SUPPLIED MATERIAL section start

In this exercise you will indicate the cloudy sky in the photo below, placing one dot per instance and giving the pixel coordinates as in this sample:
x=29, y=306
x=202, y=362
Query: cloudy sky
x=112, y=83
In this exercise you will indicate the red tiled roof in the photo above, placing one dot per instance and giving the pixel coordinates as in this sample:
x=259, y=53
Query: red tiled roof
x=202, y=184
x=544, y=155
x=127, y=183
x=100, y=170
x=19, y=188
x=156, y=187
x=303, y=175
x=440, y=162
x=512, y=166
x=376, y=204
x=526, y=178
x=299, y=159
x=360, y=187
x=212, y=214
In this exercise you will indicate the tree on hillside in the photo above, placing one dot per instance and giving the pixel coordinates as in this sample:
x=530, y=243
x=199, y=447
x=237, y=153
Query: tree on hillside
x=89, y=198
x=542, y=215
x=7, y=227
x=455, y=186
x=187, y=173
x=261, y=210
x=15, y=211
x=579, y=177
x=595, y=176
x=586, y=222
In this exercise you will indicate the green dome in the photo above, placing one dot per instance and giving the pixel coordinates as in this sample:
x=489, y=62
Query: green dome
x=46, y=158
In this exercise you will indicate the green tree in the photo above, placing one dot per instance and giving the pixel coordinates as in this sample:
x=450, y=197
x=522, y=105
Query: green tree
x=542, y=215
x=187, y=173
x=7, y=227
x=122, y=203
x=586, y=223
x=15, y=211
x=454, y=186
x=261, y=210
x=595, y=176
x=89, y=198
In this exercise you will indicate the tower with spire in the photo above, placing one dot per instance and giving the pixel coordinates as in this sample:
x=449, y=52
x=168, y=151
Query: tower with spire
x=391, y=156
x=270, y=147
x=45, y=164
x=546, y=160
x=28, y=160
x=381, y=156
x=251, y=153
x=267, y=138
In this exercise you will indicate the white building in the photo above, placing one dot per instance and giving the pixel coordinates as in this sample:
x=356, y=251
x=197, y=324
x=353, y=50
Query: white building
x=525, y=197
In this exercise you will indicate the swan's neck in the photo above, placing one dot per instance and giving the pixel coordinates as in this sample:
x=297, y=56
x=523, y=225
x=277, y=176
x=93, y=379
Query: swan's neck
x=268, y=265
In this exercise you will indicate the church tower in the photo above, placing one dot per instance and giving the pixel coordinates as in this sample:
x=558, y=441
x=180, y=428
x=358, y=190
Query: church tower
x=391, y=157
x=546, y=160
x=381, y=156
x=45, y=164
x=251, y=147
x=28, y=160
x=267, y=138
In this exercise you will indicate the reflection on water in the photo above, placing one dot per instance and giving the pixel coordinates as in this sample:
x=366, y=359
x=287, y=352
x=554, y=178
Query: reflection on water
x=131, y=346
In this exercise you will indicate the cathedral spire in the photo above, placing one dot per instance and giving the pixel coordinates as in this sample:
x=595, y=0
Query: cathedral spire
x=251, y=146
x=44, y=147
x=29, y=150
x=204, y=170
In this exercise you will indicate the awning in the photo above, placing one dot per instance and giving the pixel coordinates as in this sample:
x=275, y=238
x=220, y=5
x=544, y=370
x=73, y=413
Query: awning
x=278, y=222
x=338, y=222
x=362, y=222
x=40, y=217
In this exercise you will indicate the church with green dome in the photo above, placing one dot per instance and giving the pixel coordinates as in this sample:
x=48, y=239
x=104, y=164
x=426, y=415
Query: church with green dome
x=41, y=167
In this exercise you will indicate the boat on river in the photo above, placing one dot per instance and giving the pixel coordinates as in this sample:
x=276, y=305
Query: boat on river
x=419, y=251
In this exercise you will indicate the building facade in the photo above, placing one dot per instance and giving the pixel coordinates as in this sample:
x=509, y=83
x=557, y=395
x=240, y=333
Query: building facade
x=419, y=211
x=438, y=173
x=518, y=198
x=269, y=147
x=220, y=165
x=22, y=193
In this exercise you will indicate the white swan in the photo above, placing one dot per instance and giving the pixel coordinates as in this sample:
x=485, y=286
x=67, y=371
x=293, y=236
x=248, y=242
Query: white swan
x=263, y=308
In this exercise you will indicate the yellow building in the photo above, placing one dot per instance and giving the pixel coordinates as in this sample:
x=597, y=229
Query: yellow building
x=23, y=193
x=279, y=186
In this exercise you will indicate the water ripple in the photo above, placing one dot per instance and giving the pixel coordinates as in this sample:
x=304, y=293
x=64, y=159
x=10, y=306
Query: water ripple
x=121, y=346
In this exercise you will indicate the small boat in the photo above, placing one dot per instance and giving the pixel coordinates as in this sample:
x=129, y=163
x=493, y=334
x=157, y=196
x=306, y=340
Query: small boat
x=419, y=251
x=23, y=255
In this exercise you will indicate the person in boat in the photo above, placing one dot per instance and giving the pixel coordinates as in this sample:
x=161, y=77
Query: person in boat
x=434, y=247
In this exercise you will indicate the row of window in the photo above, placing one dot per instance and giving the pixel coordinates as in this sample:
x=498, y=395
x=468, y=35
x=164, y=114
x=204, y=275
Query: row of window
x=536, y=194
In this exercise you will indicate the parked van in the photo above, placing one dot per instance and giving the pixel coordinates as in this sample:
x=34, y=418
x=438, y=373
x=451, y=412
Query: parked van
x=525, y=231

SUPPLIED MATERIAL section end

# TASK TO COMPLETE
Without changing a single character, write out all of the entries.

# ANSWER AREA
In this exercise you will indicate the cloudy sky in the photo below, placing one dot per instance and giving the pixel coordinates as in this sample:
x=29, y=306
x=202, y=362
Query: cloudy sky
x=112, y=83
In this exercise you will indicate the red tiled roof in the photo above, placing one dot per instance and giving the pixel coordinates as in this sample:
x=259, y=53
Query: red tiled roof
x=202, y=184
x=544, y=155
x=127, y=183
x=100, y=170
x=19, y=188
x=156, y=187
x=303, y=175
x=440, y=162
x=512, y=166
x=376, y=204
x=526, y=178
x=299, y=159
x=360, y=187
x=212, y=214
In this exercise you will indicate the tree on hillside in the photo above, placing one dot per instance and giving the pixel coordinates as in this sample:
x=530, y=243
x=199, y=447
x=237, y=153
Query: tree on hillside
x=89, y=198
x=542, y=215
x=7, y=227
x=455, y=186
x=187, y=173
x=261, y=210
x=15, y=211
x=579, y=177
x=595, y=176
x=586, y=222
In this exercise you will indicate the green dome in the photo above, placing one dot per instance and giving the pixel coordinates as in this sample:
x=489, y=62
Query: green dome
x=46, y=158
In this exercise you will indicate the green tree in the photo above, placing one dot per instance and giving the pixel coordinates as in this sample:
x=450, y=197
x=522, y=105
Query: green tree
x=542, y=215
x=187, y=173
x=7, y=227
x=122, y=203
x=586, y=223
x=15, y=211
x=454, y=186
x=261, y=210
x=595, y=176
x=89, y=198
In this exercise you will indicate the tower with spire in the photo above, placing one dot per instance and giving the pixel coordinates as in this sample:
x=449, y=52
x=168, y=151
Query: tower with spire
x=391, y=156
x=270, y=147
x=45, y=164
x=546, y=160
x=28, y=160
x=381, y=156
x=251, y=153
x=267, y=138
In this exercise you will indicate the white building in the photo above, placing one dot per instance and giving the pixel coordinates as in this sample:
x=356, y=251
x=197, y=324
x=353, y=50
Query: white building
x=525, y=197
In this exercise you will indicate the swan's neck in the photo above, placing one dot per instance and giving the pixel coordinates as in this sample:
x=297, y=56
x=523, y=225
x=277, y=176
x=93, y=379
Query: swan's neck
x=268, y=265
In this exercise you will indicate the church tower in the photo above, placing one dot per instance and giving the pixel coordinates as in this sample:
x=558, y=441
x=180, y=428
x=358, y=190
Query: church tower
x=391, y=157
x=546, y=160
x=381, y=156
x=45, y=164
x=251, y=147
x=28, y=160
x=267, y=138
In this exercise you will indicate the reflection on water in the photo above, placing one dot per instance and giving the pixel coordinates as in this sample:
x=366, y=359
x=287, y=352
x=554, y=178
Query: reflection on water
x=131, y=346
In this exercise you will indicate the cathedral spire in the photo above, placing one dot per instance and giving the pixel coordinates as in this sample:
x=595, y=0
Query: cathedral spire
x=251, y=146
x=44, y=147
x=29, y=150
x=204, y=170
In this exercise you will indicate the awning in the photo above, placing one dot per instance and giving the pixel coordinates as in this sample:
x=275, y=238
x=220, y=5
x=544, y=370
x=73, y=413
Query: awning
x=278, y=222
x=338, y=222
x=362, y=222
x=40, y=217
In this exercise you will indicate the church with green dome in the photo above, placing one dot per instance and giving the pixel coordinates as in this sample:
x=48, y=239
x=104, y=164
x=426, y=415
Query: church with green dome
x=41, y=167
In this exercise you will indicate the boat on river in the photo above, placing one dot per instance and giving the pixel coordinates as in this sample:
x=276, y=305
Query: boat on river
x=419, y=251
In this exercise you will indicate the building facade in the photo above, placing one dot per instance and giving the pixel coordinates as in this sample:
x=509, y=83
x=557, y=395
x=240, y=333
Query: building facade
x=419, y=211
x=438, y=173
x=518, y=198
x=269, y=147
x=220, y=165
x=22, y=193
In this exercise you will indicate the white swan in the photo above, placing one dot per instance and giving the pixel coordinates as in this sample:
x=485, y=286
x=67, y=371
x=293, y=236
x=248, y=242
Query: white swan
x=263, y=308
In this exercise you will indicate the yellow building in the photo above, placing one dot per instance and giving the pixel coordinates as in this sample:
x=597, y=229
Query: yellow building
x=23, y=193
x=279, y=186
In this exercise you will indicate the water ripple in the photo above, placing one dot per instance and giving the pixel coordinates as in this sample:
x=304, y=293
x=64, y=159
x=10, y=306
Query: water ripple
x=121, y=346
In this exercise you will indicate the small boat in the photo above, placing one dot per instance and giving the pixel coordinates as in this sample:
x=129, y=163
x=493, y=334
x=157, y=196
x=306, y=340
Query: small boat
x=419, y=251
x=23, y=255
In this exercise you will indicate the person in boat in the photo above, placing one dot per instance and giving the pixel coordinates as in this sample:
x=161, y=77
Query: person in boat
x=434, y=247
In this exercise you will indicate the row of window in the photo above, placing one dot per instance and giving the pixel coordinates as in this sample:
x=498, y=395
x=468, y=35
x=164, y=114
x=204, y=275
Query: row of window
x=536, y=194
In this exercise you will indicate the parked van in the photo above, placing one dot per instance and giving the pixel coordinates as in this sample:
x=34, y=418
x=438, y=373
x=451, y=412
Query: parked van
x=525, y=231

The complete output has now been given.